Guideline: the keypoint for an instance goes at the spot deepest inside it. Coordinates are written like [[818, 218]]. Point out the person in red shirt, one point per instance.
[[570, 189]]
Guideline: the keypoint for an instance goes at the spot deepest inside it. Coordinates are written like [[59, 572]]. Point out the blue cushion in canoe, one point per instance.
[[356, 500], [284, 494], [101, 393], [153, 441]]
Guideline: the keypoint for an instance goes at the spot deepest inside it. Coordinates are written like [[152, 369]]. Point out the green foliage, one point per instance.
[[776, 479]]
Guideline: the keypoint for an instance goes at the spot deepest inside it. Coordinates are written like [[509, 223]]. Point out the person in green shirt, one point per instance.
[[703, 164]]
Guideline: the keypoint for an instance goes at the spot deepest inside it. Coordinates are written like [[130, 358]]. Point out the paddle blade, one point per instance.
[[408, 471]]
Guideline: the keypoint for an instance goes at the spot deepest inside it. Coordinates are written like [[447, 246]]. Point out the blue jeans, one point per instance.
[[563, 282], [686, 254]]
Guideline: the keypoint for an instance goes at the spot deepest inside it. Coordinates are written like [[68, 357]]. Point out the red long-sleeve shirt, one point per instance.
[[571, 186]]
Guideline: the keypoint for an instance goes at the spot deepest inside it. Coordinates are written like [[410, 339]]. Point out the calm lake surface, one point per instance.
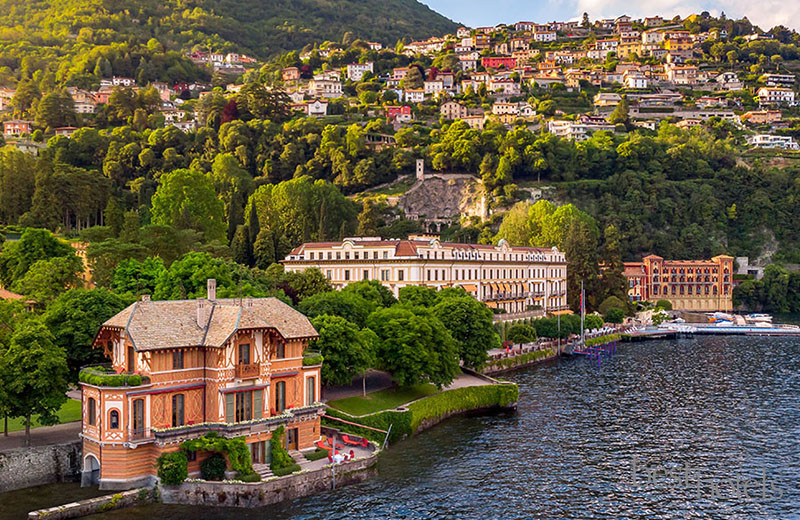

------

DO THIS:
Reproduce verbatim every one of the records above, line for line, and omit the picture from your answer.

REPLY:
Guideline: the keypoint for an instance goes at the spot deepest inside it. Coordinates are written like [[818, 218]]. Point out the person in red shirt, one point per instance.
[[570, 189]]
Guideline: the keypoint for an instance goes at the spot deepest inside it. Coordinates are written like [[59, 572]]. Point out the blue cushion in canoe, one point per instance.
[[356, 500], [284, 494], [101, 393], [153, 441]]
Guideline: the keypoint for an instance goes at the spot deepest inside it. Coordinates are written like [[152, 369]]. Point out the green foliage, one point per instance.
[[776, 479]]
Guideline: the keypoint for an instance goes at the spot deepest inside it. Coordinates are written like [[509, 223]]. Point out the person in green shirt, one point per instance.
[[703, 164]]
Guideline: the keypoint for an instance goes at the spot deepest inside it. Coordinates are written like [[130, 358]]. Point out the paddle blade, one point per instance.
[[408, 471]]
Guideline: the keypoint for an instance goes at the spot deepest inside it. Coordinates are written like [[447, 246]]. Point out the blue jeans, one point per instance.
[[563, 282], [686, 254]]
Guideline: the keypoint for an instance goes at the spot deepest inside it. Coordinates are written like [[68, 357]]. Point out the red long-sleeve shirt, one point per instance.
[[571, 186]]
Guideline: the keypoint for an instance goes at the spot deepest inside it. Coordinates are written like [[410, 339]]. Point out the calm lake surface, one point per instance.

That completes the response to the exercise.